**Task to carry out**
Duplicate the stretch of the records from the start through the line containing "Please outline every instance of the dirt path.", reproducing every line without change.

**Material shown**
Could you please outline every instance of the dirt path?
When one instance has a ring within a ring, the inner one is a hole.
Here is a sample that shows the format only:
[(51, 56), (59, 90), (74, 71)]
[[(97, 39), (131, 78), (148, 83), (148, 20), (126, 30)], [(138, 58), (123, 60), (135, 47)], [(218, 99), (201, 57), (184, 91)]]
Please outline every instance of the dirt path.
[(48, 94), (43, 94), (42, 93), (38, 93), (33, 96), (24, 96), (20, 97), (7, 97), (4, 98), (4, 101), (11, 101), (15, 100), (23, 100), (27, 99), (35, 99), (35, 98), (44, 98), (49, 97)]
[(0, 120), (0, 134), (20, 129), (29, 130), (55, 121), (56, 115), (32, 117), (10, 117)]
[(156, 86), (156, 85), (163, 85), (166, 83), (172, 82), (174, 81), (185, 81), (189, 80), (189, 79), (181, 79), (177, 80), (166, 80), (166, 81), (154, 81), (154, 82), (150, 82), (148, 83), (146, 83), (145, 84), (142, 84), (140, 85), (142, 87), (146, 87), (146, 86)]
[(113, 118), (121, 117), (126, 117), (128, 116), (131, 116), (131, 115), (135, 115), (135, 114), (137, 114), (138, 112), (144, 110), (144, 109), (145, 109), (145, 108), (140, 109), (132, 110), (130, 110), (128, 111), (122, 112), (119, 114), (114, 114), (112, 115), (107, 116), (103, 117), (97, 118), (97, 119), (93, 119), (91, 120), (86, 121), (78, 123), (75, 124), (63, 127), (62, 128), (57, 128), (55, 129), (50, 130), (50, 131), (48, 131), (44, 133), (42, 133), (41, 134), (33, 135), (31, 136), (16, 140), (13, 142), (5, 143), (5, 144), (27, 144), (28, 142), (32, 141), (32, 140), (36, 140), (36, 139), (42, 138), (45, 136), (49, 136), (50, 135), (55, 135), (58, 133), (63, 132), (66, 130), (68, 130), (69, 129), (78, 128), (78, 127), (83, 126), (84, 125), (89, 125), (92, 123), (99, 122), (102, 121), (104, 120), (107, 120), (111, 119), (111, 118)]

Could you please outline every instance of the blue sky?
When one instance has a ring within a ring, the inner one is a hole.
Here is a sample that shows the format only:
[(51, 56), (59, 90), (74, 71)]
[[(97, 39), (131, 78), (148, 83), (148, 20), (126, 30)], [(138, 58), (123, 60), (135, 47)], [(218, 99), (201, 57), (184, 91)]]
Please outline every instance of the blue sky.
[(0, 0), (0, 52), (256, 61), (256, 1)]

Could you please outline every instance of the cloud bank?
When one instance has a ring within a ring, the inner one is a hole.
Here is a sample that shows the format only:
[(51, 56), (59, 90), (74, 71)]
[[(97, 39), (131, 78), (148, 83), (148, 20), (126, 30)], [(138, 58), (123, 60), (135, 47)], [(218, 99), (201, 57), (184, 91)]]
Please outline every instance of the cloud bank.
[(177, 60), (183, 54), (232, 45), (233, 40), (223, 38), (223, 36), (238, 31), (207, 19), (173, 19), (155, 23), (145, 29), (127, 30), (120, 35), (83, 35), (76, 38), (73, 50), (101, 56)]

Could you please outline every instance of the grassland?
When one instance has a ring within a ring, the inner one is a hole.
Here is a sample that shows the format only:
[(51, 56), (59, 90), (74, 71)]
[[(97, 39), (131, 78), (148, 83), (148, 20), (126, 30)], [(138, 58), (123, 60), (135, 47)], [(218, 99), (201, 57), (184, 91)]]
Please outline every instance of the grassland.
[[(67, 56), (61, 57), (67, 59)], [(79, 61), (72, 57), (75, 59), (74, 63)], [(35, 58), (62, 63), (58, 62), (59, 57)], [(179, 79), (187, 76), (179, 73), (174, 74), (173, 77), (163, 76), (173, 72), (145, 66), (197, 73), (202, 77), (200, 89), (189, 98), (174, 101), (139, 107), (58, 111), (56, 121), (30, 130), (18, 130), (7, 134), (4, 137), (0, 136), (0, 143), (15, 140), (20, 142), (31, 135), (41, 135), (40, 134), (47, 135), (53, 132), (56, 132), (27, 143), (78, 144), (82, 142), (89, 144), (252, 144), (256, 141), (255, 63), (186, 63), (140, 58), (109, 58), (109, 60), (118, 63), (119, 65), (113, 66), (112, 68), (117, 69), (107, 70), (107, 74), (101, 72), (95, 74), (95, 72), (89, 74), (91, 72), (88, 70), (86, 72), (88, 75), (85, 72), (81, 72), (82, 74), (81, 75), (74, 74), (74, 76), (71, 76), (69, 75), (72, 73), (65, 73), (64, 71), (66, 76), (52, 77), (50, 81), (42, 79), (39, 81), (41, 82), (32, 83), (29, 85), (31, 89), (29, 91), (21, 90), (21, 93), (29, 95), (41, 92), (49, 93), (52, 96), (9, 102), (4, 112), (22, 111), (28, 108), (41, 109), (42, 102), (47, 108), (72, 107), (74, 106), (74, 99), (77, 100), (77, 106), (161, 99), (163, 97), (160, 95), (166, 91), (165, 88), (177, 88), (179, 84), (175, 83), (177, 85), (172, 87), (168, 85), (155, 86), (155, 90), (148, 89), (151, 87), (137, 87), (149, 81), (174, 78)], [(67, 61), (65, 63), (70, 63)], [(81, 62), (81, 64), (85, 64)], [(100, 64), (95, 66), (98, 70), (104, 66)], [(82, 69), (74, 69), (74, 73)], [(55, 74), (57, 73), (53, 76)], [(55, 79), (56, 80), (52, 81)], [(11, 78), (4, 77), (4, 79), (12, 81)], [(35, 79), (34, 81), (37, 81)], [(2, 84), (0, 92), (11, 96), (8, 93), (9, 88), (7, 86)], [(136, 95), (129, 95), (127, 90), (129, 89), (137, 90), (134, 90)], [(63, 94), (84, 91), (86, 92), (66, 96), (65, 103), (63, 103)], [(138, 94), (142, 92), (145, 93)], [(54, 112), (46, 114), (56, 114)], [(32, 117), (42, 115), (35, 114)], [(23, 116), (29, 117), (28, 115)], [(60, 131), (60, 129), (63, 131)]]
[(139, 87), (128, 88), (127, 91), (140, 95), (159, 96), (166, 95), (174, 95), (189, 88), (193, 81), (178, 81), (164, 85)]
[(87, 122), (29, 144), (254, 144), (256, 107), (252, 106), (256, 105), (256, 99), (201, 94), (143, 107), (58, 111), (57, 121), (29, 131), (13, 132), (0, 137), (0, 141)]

**Full output**
Could you please outline every instance of the dirt path?
When one instance has a ring within a ring, the inner one is a hole.
Here is a sample that shows the format only:
[(51, 56), (59, 90), (74, 71)]
[[(97, 39), (131, 78), (148, 83), (148, 20), (126, 30)], [(138, 58), (123, 60), (135, 47)], [(218, 99), (201, 57), (184, 91)]]
Please outline every instance of the dirt path.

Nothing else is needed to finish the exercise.